> TEXT BLOCK:
A Russian who admitted creating a computer virus that infected more than 1 million computers worldwide was spared from additional prison time on top of the the three years he’s already spent locked up after U.S. prosecutors lauded his cooperation with their probe.
Nikita Kuzmin, who was arrested in 2010 and pleaded guilty in 2011, was sentenced Monday to the 37 months he has served in custody. He was also ordered by U.S. District Judge Kimba Wood in Manhattan to pay $6.9 million in forfeiture and restitution.
Kuzmin and two others developed computer malware called the “Gozi Virus” that allowed them to steal money from bank accounts across the U.S. and Europe and cause tens of millions of dollars in losses, prosecutors said.
Prosecutor Nicole Friedlander told the judge Kuzmin was motivated by greed, and that after stealing other people’s money with the virus, he spent lavishly on a luxury sports cars and “extravagant travel and entertainment in Europe and Russia.”
Friedlander also said Kuzmin had provided “substantial” assistance to the government but the details were in a letter to the judge sealed from public view.
Bank Accounts
The virus would infect a victim’s computer typically after a document was downloaded and opened, and could secretly collect data about the user’s bank accounts, including the username and password, according to the U.S.
Security experts later determined that a server which had data stolen by the virus retained 10,000 accounts belonging to more than 5,200 personal computer users, including more than 160 belonging to the National Aeronautics and Space Administration, prosecutors said. Gozi also infected computers in Germany, the U.K., Poland, France, Finland, Italy and Turkey, according to the U.S.

> DATA UNDER STUDY:
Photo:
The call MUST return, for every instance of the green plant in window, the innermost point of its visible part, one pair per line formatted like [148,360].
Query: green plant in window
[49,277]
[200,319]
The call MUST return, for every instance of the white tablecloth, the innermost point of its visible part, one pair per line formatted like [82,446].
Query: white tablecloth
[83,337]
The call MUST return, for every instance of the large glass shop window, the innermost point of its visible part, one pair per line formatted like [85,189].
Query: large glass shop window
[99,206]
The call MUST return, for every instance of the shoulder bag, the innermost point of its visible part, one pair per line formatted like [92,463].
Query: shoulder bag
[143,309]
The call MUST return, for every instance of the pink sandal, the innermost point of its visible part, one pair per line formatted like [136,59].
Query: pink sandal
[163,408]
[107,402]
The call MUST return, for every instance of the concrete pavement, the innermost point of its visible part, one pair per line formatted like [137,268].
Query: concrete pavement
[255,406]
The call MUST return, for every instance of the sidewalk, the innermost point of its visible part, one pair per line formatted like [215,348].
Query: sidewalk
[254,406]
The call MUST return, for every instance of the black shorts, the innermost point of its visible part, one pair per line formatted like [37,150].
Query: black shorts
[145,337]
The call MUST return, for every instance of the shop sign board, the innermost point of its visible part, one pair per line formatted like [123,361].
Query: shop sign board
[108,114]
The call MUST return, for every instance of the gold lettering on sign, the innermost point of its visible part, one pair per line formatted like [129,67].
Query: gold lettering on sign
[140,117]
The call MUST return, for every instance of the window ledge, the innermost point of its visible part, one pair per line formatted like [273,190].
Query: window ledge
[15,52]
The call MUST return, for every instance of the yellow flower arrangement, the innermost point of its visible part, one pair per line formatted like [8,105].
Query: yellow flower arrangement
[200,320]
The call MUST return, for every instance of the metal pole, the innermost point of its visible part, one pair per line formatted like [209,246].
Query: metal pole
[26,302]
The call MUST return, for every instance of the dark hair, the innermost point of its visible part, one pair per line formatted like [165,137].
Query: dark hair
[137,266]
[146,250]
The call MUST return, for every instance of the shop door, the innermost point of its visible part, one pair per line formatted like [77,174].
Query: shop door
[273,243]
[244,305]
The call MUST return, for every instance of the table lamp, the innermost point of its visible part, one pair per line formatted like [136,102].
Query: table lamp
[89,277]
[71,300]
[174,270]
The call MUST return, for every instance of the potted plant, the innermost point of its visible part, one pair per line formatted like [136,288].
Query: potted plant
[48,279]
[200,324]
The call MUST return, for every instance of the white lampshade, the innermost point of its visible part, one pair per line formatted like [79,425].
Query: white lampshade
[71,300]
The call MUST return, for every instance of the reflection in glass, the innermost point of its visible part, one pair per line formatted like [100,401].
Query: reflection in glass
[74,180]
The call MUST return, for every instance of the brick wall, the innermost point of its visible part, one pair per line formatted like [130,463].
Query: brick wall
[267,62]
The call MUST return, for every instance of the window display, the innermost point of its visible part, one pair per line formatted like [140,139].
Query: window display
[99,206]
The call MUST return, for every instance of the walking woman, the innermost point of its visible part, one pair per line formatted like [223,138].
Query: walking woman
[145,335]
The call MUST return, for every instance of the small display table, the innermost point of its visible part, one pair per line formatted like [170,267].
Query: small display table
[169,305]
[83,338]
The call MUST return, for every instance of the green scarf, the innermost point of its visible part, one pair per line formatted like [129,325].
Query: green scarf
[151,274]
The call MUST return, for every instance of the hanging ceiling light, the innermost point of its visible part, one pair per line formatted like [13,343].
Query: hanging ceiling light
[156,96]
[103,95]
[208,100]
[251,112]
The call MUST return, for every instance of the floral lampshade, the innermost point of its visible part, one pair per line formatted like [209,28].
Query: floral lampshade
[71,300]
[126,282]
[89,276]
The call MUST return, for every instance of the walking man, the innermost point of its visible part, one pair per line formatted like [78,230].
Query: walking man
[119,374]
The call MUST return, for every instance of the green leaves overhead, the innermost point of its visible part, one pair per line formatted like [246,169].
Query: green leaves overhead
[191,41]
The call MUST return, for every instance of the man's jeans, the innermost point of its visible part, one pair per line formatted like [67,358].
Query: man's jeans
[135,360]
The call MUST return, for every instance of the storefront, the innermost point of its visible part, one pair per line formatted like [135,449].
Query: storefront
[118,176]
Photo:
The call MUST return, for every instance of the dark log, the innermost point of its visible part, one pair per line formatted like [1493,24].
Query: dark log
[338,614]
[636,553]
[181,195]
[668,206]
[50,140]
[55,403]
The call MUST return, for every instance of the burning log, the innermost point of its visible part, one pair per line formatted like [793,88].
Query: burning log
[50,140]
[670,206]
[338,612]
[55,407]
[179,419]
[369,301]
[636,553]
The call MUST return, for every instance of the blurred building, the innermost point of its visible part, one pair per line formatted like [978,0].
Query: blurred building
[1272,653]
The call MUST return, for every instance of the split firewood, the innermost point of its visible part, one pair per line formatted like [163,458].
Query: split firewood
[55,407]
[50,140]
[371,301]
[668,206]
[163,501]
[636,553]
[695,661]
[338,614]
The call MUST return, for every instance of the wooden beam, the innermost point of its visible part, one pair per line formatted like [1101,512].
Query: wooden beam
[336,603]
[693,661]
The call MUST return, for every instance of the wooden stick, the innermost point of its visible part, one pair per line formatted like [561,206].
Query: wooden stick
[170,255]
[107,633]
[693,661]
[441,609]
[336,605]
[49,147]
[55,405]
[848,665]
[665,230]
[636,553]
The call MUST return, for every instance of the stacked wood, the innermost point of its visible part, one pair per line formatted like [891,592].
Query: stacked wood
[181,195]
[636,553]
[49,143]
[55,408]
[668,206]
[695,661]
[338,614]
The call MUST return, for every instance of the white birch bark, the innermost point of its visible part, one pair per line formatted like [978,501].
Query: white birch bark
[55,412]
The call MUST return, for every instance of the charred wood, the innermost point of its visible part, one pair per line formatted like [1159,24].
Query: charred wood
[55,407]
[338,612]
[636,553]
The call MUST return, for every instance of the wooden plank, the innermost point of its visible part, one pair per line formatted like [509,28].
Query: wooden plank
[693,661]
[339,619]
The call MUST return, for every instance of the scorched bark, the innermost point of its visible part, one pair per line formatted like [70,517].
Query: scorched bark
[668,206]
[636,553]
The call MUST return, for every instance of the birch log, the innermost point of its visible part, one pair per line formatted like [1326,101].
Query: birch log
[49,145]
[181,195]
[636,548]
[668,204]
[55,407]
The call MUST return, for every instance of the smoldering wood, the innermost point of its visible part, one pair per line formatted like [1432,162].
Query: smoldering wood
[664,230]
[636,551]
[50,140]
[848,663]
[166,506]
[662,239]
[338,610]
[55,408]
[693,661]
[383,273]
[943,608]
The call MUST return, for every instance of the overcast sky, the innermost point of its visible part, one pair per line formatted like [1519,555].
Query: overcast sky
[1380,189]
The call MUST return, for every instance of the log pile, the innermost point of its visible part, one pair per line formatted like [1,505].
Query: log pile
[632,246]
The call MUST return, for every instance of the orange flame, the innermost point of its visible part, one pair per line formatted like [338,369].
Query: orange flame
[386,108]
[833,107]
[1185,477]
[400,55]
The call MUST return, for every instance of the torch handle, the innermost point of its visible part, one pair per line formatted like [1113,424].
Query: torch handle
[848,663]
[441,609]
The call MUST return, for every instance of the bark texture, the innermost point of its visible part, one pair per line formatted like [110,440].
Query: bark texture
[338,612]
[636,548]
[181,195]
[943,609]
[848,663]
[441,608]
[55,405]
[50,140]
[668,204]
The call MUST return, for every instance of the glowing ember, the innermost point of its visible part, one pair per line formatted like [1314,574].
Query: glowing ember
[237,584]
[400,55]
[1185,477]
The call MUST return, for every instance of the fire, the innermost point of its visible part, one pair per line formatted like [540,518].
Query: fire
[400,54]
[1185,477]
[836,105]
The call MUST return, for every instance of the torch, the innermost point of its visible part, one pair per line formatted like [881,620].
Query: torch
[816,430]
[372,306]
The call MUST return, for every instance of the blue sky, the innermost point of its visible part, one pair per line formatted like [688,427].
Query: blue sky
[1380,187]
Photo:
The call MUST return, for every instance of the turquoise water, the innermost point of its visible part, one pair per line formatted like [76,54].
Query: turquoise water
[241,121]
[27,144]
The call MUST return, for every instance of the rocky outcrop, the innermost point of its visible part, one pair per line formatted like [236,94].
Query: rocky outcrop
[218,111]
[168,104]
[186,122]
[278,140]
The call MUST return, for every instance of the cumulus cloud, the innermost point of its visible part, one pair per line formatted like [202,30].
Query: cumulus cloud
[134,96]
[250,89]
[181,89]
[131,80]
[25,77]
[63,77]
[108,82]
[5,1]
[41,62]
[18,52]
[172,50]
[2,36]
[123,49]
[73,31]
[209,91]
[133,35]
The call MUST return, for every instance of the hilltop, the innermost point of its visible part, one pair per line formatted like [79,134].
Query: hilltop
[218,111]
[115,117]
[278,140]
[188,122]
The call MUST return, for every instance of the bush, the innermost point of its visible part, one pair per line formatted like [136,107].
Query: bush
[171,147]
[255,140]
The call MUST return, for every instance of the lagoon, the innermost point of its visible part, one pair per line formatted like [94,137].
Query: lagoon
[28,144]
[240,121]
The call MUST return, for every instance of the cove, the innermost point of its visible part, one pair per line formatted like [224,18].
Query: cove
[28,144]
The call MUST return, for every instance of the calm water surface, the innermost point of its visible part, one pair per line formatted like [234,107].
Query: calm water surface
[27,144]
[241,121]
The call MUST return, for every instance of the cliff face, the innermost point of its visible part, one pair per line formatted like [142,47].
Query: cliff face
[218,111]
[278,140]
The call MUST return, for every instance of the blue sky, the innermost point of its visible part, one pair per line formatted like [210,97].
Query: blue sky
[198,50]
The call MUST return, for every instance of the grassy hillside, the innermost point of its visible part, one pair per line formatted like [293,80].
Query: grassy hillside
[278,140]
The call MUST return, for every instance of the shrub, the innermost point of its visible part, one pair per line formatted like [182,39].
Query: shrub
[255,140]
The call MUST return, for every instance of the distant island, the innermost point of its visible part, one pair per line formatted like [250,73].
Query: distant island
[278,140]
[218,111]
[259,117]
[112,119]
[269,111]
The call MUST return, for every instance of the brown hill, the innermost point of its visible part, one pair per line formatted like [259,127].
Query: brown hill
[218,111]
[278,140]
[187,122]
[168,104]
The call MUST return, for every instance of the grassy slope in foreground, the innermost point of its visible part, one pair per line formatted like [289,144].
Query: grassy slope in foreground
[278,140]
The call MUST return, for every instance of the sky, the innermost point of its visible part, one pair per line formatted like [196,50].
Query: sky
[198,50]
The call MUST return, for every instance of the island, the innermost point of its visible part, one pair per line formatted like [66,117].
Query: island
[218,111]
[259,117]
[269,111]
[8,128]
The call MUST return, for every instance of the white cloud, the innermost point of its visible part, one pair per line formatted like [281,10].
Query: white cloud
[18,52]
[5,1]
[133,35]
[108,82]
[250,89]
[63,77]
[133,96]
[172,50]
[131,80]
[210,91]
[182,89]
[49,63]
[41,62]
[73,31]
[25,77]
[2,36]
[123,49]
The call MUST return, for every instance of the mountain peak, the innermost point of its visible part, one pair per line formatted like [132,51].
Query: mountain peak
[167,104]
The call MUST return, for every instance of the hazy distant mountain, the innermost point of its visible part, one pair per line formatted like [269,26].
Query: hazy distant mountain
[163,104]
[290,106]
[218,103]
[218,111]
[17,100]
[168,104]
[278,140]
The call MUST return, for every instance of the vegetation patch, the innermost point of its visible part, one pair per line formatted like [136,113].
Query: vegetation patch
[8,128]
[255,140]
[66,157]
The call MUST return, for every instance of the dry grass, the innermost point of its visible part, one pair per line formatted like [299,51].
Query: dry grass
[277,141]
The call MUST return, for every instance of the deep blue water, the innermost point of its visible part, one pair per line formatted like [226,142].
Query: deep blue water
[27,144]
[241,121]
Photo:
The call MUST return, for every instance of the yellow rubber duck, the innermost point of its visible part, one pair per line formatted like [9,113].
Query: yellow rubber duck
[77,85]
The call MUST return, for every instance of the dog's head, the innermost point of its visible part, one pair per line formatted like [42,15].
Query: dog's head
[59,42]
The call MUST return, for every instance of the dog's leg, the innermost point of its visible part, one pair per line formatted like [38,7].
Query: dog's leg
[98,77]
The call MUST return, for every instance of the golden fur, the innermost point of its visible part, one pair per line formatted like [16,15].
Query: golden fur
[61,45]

> TASK PROMPT:
Continue the article on the sentencing of Nikita Kuzmin for the Gozi virus, starting after its last sentence. The entries were drawn from a different source than the text.

> RESPONSE TO THIS TASK:
Deniss Calovskis, a Latvian who wrote some of the computer code that enabled the virus to target particular banks, pleaded guilty last year and was sentenced in January to the 21 months he’d already spent in U.S. custody. A third man, Mihai Ionut Paunescu, was arrested in Romania in December 2012 and awaits extradition to the U.S., according to Manhattan U.S. Attorney Preet Bharara.
The case is one of several recent prosecutions brought by Bharara targeting computer hacking and fraud. Bharara last year charged a group of people behind a multiyear criminal enterprise centered on hacks of publishing and financial firms, including JPMorgan Chase & Co.
In March, prosecutors charged hackers linked to the Iranian government for cyber-attacks on at least four dozen U.S. financial institutions and a flood-control dam north of New York City.
Last week, an Estonian man who admitted directing what the U.S. called a massive “cyber criminal enterprise” that infected more than 4 million computers in 100 countries was sentenced in Manhattan to more than seven years in prison.
The case is U.S. v. Kuzmin, 11-cr-00387, U.S. District Court, Southern District of New York (Manhattan).